§ Selected excerpt:
For the Weber gloss finish, approximately eight coats are sprayed on over a three day period. The finish is ultimately wet sanded to 1500 grit until the lacquer thickness is only .005, or five thousandths of one inch. It air cures for at least two weeks before being buffed to that high, perfect sheen for which our instruments are known.


Weber uses the same nitrocellulose lacquer for all of our satin instruments. Over time this finish rubs to a semi-gloss on the neck, where the players arm rests, on the back, and anywhere friction occurs, according to how the instrument is held by its player.

Normal Finish Wear

There are two types of instruments: those that have checks and those that will. Professional musicians' favorite instruments will look like they've been played – a lot. The only time your instrument will look pristine is when you take it home from the store. As soon as you begin playing it, and over time, your Weber will show the same signs of loving use, each scratch, ding and check adding to its history and personality.

§ What you will do:
Write out the entire excerpt above on Weber's lacquer finish and its wear, keeping every word and punctuation mark unchanged.

Stored records:
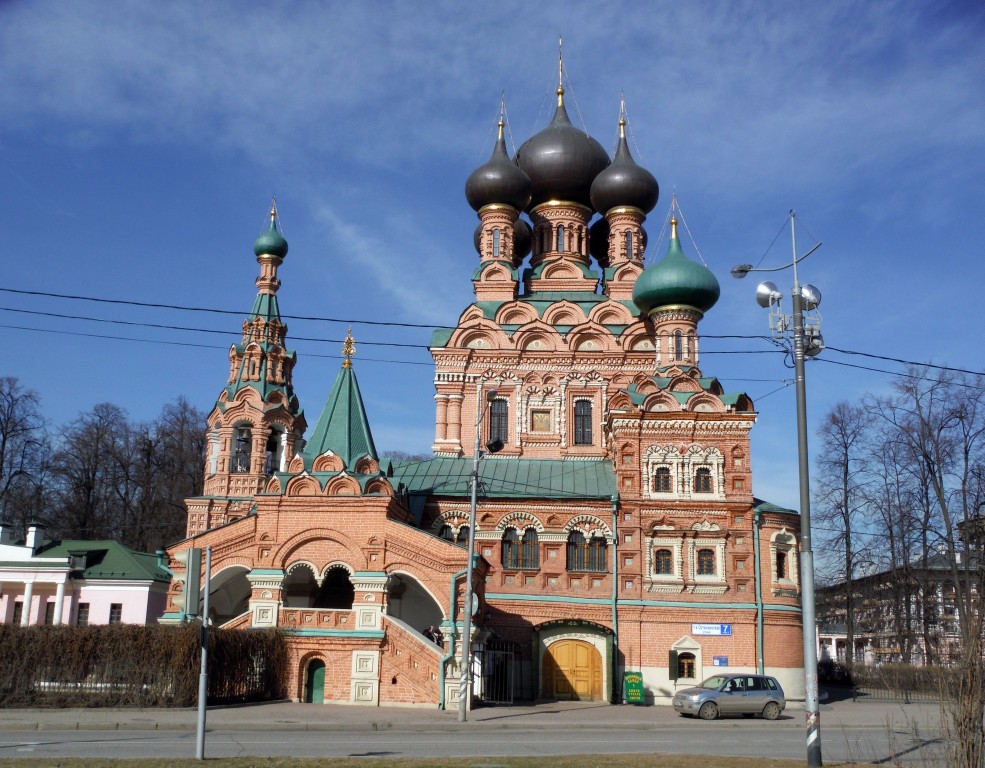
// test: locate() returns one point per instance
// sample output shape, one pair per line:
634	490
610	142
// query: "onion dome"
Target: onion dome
676	281
624	183
523	239
498	181
271	242
561	161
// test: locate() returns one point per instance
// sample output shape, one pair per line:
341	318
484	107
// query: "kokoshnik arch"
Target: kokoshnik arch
616	530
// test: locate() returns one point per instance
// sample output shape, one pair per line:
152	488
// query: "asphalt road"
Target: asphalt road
881	744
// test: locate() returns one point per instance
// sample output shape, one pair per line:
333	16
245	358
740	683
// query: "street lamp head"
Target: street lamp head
813	345
767	294
812	297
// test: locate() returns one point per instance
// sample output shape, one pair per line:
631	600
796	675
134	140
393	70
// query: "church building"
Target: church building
614	525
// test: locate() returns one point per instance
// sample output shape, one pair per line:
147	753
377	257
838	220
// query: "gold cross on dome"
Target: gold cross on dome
348	348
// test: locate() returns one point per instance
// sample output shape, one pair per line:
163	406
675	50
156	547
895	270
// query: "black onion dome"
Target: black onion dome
561	161
624	183
498	181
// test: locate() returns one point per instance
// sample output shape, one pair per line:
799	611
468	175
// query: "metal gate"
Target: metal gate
498	672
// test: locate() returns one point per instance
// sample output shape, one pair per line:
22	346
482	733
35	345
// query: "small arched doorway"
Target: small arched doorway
314	682
572	671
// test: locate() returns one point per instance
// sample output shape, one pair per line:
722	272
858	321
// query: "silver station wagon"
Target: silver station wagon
732	694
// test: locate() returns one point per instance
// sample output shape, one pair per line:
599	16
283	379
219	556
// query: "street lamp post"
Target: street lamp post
806	342
466	662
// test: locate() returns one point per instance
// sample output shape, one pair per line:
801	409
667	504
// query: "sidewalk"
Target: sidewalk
291	716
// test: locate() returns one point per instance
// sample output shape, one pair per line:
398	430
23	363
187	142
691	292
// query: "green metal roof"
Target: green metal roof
509	478
107	559
342	427
764	506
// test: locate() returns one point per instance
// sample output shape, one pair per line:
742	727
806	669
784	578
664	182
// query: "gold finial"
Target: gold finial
348	348
560	63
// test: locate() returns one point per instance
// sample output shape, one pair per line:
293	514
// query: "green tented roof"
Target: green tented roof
764	506
342	427
107	559
509	478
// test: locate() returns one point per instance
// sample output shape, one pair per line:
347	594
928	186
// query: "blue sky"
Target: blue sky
141	143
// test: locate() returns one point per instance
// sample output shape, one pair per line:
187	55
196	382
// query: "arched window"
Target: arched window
663	563
686	665
583	422
662	480
242	449
499	421
706	562
273	453
530	553
702	480
511	549
577	551
597	554
336	590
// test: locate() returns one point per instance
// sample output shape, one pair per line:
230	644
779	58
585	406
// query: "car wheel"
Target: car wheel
708	711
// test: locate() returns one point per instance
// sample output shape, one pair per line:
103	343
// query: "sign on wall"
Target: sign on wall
722	630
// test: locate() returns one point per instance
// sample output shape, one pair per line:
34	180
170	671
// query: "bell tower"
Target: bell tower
257	423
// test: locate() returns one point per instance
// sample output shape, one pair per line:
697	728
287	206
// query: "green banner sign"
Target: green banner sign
632	686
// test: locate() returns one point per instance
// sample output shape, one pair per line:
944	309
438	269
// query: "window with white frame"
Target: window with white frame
783	560
706	561
704	472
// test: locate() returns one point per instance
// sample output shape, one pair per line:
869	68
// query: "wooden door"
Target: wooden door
314	683
573	671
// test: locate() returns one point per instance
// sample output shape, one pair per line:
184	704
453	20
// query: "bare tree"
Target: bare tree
24	451
841	467
88	478
940	419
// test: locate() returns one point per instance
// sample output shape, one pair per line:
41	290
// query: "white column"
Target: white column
28	598
59	602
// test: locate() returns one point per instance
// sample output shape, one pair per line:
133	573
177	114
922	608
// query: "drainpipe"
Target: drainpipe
451	646
615	592
759	596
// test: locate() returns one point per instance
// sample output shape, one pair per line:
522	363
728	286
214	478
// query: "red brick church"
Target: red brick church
615	530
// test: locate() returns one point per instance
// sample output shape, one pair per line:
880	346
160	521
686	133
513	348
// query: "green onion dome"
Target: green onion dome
499	181
561	161
676	281
624	183
271	242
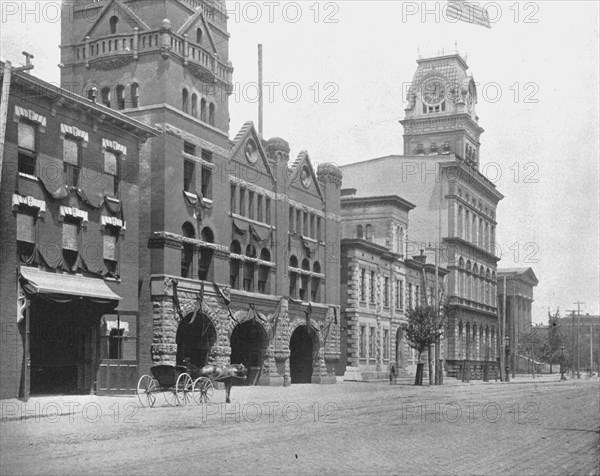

§ Written response:
For the Weber gloss finish, approximately eight coats are sprayed on over a three day period. The finish is ultimately wet sanded to 1500 grit until the lacquer thickness is only .005, or five thousandths of one inch. It air cures for at least two weeks before being buffed to that high, perfect sheen for which our instruments are known.


Weber uses the same nitrocellulose lacquer for all of our satin instruments. Over time this finish rubs to a semi-gloss on the neck, where the players arm rests, on the back, and anywhere friction occurs, according to how the instrument is held by its player.

Normal Finish Wear

There are two types of instruments: those that have checks and those that will. Professional musicians' favorite instruments will look like they've been played – a lot. The only time your instrument will look pristine is when you take it home from the store. As soon as you begin playing it, and over time, your Weber will show the same signs of loving use, each scratch, ding and check adding to its history and personality.